- Set problem:
Return every one of the following rows verbatim, with no changes.

Collected data:
______________________________

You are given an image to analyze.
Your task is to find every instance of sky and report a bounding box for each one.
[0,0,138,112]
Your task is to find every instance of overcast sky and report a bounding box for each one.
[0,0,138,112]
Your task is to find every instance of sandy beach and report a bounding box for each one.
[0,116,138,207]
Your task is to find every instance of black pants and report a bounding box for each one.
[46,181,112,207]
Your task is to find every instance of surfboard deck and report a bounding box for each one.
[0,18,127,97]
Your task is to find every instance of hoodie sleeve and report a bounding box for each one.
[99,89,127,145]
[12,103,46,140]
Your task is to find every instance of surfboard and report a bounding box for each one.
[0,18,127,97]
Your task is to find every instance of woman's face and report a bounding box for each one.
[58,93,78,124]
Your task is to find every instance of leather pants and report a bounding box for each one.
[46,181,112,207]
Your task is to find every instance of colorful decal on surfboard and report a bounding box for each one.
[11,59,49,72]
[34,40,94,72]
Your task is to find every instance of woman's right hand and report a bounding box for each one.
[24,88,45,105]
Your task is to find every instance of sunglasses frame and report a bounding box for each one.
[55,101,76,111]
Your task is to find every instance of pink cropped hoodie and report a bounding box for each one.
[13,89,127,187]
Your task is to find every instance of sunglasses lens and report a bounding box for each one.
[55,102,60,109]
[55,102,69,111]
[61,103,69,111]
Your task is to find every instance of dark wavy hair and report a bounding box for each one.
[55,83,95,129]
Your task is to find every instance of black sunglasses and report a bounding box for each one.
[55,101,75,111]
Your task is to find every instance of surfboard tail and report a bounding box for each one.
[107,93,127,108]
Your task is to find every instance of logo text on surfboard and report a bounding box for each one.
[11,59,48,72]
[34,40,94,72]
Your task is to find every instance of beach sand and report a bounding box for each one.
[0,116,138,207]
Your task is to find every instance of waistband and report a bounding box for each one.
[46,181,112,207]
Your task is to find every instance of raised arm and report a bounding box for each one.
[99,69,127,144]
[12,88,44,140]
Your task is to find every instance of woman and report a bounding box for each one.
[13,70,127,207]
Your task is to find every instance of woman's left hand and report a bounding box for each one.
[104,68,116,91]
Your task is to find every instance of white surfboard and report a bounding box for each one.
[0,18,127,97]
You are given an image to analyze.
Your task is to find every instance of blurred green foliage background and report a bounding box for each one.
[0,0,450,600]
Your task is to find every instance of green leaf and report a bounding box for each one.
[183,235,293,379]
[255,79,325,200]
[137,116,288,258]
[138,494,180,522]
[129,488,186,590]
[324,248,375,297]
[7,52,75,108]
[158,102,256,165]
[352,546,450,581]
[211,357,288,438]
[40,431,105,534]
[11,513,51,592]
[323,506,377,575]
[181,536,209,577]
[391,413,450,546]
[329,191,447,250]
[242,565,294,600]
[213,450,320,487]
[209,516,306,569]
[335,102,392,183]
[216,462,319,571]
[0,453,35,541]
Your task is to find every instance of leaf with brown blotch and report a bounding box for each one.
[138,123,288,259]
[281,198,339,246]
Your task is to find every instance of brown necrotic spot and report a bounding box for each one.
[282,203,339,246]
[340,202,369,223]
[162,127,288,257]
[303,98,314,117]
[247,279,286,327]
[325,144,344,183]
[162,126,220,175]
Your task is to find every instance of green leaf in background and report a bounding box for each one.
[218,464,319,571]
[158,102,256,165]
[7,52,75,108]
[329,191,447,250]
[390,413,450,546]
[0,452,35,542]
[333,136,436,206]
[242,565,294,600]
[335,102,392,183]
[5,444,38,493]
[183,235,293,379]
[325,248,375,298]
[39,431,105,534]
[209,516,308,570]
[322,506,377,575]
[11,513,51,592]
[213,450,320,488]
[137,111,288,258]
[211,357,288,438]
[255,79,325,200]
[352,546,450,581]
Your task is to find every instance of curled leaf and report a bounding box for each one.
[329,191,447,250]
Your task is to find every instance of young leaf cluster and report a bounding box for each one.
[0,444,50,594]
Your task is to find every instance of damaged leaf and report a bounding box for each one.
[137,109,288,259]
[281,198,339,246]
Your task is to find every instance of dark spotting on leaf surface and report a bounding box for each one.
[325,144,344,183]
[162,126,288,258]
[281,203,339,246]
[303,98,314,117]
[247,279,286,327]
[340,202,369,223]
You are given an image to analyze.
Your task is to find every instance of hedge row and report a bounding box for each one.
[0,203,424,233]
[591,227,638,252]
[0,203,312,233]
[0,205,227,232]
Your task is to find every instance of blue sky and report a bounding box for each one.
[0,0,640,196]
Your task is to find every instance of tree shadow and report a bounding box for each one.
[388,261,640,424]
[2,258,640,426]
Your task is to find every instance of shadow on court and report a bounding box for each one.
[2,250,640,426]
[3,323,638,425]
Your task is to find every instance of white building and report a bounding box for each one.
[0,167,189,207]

______________________________

- Answer below:
You are given an image to analyze.
Your task is to find every instance of sky and report a bounding box for each one.
[0,0,138,112]
Your task is to find every instance of overcast sky and report a bounding box for each one.
[0,0,138,112]
Your task is to find every instance of sandy beach and report a bounding box for each one.
[0,116,138,207]
Your task is to find every instance of black pants and report a bounding box for each one.
[46,181,112,207]
Your task is to find every instance of surfboard deck and report a bounding box for each one.
[0,18,127,97]
Your task is to find every instance of hoodie sleeve and report a bounding box for each one.
[99,89,127,145]
[12,103,46,140]
Your task is to find every instance of surfboard and report a bounding box for each one.
[0,18,127,97]
Your task is to find every instance of woman's face and report a bounding box for each one.
[58,93,78,124]
Your task is to find every instance of leather pants and report a bounding box for each one.
[46,181,112,207]
Your task is to find every instance of colorful decal on surfboard and report a bounding box for each one.
[11,59,49,72]
[34,40,94,72]
Your task is to find every instance of woman's right hand and report a bounding box for each one.
[24,88,45,105]
Your task is to find every instance of sunglasses frame and report a bounding box for each one.
[55,101,76,111]
Your task is to find every instance of pink cropped hoodie and report a bounding box for each one.
[13,89,127,187]
Your task is to find every instance of sunglasses lens and report a bounding box for each one.
[55,102,60,109]
[55,102,69,111]
[61,103,69,111]
Your task is to find every instance of dark wavy hair and report a bounding box for each one.
[55,83,95,129]
Your task is to find every instance of black sunglasses and report a bounding box for each one.
[55,101,75,111]
Your task is to find every instance of surfboard tail and report a bounding box for each one.
[107,93,127,108]
Your task is to find every instance of logo text on surfboard and report a bounding box for each one.
[11,59,48,72]
[34,40,94,72]
Your task is to find every instance of beach sand and report a bounding box for each one.
[0,116,138,207]
Your task is to find every instance of waistband and report a bounding box for each one.
[46,181,112,207]
Your task is to find every instance of raised arm and report a bounding box for each one.
[99,69,127,144]
[12,88,44,140]
Your task is to find every instance of woman and report a bounding box for each one.
[13,70,127,207]
Your task is to find every instance of woman's left hand and report a bounding box for each one.
[104,68,116,91]
Your task is to find every instance of white surfboard and report a bounding box for each one.
[0,18,127,97]
You are given an image to analyze.
Your task is to find every instance of blurred green foliage background and report a bounding box for each one.
[0,0,450,600]
Your task is to find every instance of green leaf and report a bounding box for each one.
[183,235,293,379]
[255,79,325,200]
[137,116,288,258]
[138,494,180,522]
[129,488,186,590]
[324,248,375,297]
[7,52,75,108]
[158,102,256,165]
[352,546,450,581]
[211,357,288,438]
[40,431,105,534]
[11,513,51,592]
[323,506,377,575]
[181,536,209,577]
[391,413,450,546]
[329,191,447,250]
[242,565,294,600]
[213,450,320,487]
[209,516,306,569]
[335,102,392,183]
[216,462,319,571]
[0,453,35,541]
Your task is to find every instance of leaf with brown blotch and report a bounding box for each one.
[138,123,288,259]
[281,198,339,246]
Your task is to find every instance of brown necrotic spot and report a bounding box for each one.
[282,203,339,246]
[340,202,369,223]
[162,127,288,257]
[303,98,314,117]
[247,279,286,327]
[325,144,344,183]
[162,126,220,175]
Your task is to find every instance of green leaf in background and report a bounding box for each one.
[218,464,319,571]
[158,102,256,165]
[7,52,75,108]
[329,191,447,250]
[390,413,450,546]
[0,452,35,542]
[333,136,436,206]
[242,565,294,600]
[335,102,392,183]
[5,444,38,493]
[183,235,293,379]
[325,248,375,298]
[39,431,105,534]
[209,516,308,570]
[322,506,377,575]
[11,513,51,592]
[213,450,320,488]
[137,111,288,258]
[211,357,288,438]
[255,79,325,200]
[352,546,450,581]
Your task is to find every instance of curled leaf and report a bounding box for each one.
[329,191,447,250]
Your task is to find every instance of young leaf cluster and report a bounding box for each one.
[0,444,50,594]
Your task is to find every instance of damaged leaf and report a bounding box for each one.
[137,109,288,259]
[281,198,339,246]
Your task is to find every instance of dark spotting on leaf surface and report a bounding box for each one.
[325,144,344,183]
[162,126,288,258]
[281,203,339,246]
[303,98,314,117]
[247,279,286,327]
[340,202,369,223]
You are given an image to analyze.
Your task is to find every instance of hedge row and report a bounding box for each one.
[0,203,424,233]
[591,227,638,252]
[0,203,312,233]
[0,205,227,232]
Your task is to find every instance of blue sky and report a bounding box for each one.
[0,0,640,196]
Your task is to find every instance of tree shadow and report a bounding box for each one.
[388,261,640,424]
[2,258,640,426]
Your task is to find every instance of shadow on court and report a bounding box for each one.
[2,250,640,426]
[3,323,638,425]
Your task is to find every instance of white building and report a bounding box for each one.
[0,167,189,207]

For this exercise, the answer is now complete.